*** Opening of Information ***

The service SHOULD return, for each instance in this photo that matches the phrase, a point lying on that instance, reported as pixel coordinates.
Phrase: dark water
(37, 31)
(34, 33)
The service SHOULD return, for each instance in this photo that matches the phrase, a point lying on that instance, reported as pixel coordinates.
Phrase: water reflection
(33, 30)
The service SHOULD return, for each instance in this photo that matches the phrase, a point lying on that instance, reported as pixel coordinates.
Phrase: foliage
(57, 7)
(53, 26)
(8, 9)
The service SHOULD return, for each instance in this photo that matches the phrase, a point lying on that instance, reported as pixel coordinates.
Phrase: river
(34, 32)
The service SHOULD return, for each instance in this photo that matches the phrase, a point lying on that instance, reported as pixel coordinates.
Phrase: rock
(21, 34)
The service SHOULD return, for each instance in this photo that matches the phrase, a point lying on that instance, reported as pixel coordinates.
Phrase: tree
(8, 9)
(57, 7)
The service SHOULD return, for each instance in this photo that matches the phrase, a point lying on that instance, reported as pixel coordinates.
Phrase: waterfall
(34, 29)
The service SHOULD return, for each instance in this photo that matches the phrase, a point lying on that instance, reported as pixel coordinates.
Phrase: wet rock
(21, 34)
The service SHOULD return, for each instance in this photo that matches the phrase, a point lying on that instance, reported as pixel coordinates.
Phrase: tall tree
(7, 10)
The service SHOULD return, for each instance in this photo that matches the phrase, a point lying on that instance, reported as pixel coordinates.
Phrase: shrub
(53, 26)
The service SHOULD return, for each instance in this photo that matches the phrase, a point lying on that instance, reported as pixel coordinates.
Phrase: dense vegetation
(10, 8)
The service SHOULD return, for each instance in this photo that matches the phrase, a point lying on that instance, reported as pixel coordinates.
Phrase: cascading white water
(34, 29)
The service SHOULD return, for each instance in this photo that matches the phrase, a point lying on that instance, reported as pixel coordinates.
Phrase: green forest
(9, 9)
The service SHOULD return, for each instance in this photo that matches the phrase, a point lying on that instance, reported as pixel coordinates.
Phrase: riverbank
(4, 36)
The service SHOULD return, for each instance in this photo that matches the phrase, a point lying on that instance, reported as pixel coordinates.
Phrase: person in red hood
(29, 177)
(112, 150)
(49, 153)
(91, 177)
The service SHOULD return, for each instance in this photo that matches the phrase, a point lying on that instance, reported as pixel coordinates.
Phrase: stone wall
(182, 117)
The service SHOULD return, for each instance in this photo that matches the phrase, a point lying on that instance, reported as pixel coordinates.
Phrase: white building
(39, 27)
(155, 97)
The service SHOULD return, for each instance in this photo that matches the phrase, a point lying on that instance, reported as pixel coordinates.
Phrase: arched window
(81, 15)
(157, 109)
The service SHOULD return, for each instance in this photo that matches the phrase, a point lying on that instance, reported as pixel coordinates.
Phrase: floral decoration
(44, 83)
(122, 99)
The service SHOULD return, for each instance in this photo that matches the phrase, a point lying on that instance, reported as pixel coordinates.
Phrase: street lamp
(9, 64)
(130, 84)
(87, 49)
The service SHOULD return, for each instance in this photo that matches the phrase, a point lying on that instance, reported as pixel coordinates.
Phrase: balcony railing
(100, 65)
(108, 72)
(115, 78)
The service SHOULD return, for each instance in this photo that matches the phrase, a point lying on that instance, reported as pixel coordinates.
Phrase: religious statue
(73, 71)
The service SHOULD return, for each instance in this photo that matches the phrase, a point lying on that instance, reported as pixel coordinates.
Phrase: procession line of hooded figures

*** Close of Information ***

Task instructions: Every record, word for word, must be returned.

Exercise answer:
The service SHOULD return, for each instance in this photo that matches the phrase, a point lying on that instance, reported as pixel coordinates.
Phrase: dark water
(37, 31)
(34, 33)
The service SHOULD return, for each instance in this photo that matches the phrase, a point lying on that instance, reported as pixel coordinates.
Phrase: water reflection
(33, 30)
The service SHOULD return, for each instance in this photo that matches the phrase, a point lying on that instance, reported as pixel coordinates.
Phrase: foliage
(57, 7)
(53, 26)
(8, 9)
The service SHOULD return, for each instance in this photo that matches the phrase, a point lying on that instance, reported as pixel coordinates.
Phrase: river
(34, 32)
The service SHOULD return, for each instance in this photo that matches the phrase, a point lying on that instance, reported as pixel coordinates.
Phrase: rock
(21, 34)
The service SHOULD return, for each instance in this photo that matches the phrase, a point lying on that instance, reported as pixel coordinates.
Phrase: tree
(8, 9)
(57, 7)
The service SHOULD return, for each instance in this photo that matches the phrase, a point lying on that instance, reported as pixel coordinates.
Phrase: waterfall
(34, 29)
The service SHOULD return, for each instance in this photo that matches the phrase, a point lying on that instance, reported as pixel coordinates.
Phrase: wet rock
(21, 34)
The service SHOULD return, for each instance in this photo that matches the phrase, a point lying on that instance, reported as pixel coordinates.
Phrase: tall tree
(7, 10)
The service SHOULD return, for each instance in this photo that matches the phrase, a point lying on that instance, reported as pixel coordinates.
Phrase: shrub
(53, 26)
The service SHOULD return, for each instance in this photo that matches the phrase, a point lying on that instance, reported as pixel coordinates.
Phrase: dense vegetation
(10, 8)
The service SHOULD return, for each instance in this photo that matches the phrase, a point lying on that instance, reported as pixel coordinates.
Phrase: cascading white water
(34, 29)
The service SHOULD return, for each instance in this photo that matches the phrase, a point lying on that instance, reported as pixel coordinates.
Phrase: green forest
(9, 9)
The service SHOULD return, for each instance in this photo that matches the phrase, a point lying on that instance, reported as pixel coordinates.
Phrase: riverbank
(4, 36)
The service SHOULD return, for each instance in this photo that matches the phrase, a point lying on that instance, reported as pixel coordinates.
Phrase: person in red hood
(29, 177)
(112, 150)
(49, 153)
(91, 177)
The service SHOULD return, for each instance in this photo that matches the phrase, a point lying on that instance, reported as pixel coordinates.
Phrase: stone wall
(182, 117)
The service SHOULD return, for each instance in this photo that matches the phrase, a point lying on that instance, reported as pixel coordinates.
Phrase: white building
(39, 27)
(155, 97)
The service SHOULD return, for each instance in this photo that matches the phrase, a point lying on that instance, reported as pixel coordinates.
Phrase: arched window
(81, 15)
(157, 109)
The service SHOULD return, for each instance in this photo that matches the phrase, a point lying on that instance, reported as pixel coordinates.
Phrase: floral decoration
(44, 83)
(122, 99)
The service SHOULD return, for each instance in this photo that matches the phrase, a point lying on that instance, reported as pixel coordinates.
Phrase: street lamp
(9, 64)
(130, 84)
(87, 49)
The service SHOULD return, for each instance in this photo that matches the phrase, a point lying on that instance, reported as pixel coordinates.
Phrase: balcony railing
(100, 65)
(108, 72)
(115, 78)
The service SHOULD return, for each instance in this photo that matches the phrase, a point lying on that instance, reported as pixel coordinates.
Phrase: religious statue
(73, 71)
The service SHOULD return, for each instance in this photo that matches the phrase, a point lying on that instance, reported as pixel coordinates.
Phrase: procession line of hooded figures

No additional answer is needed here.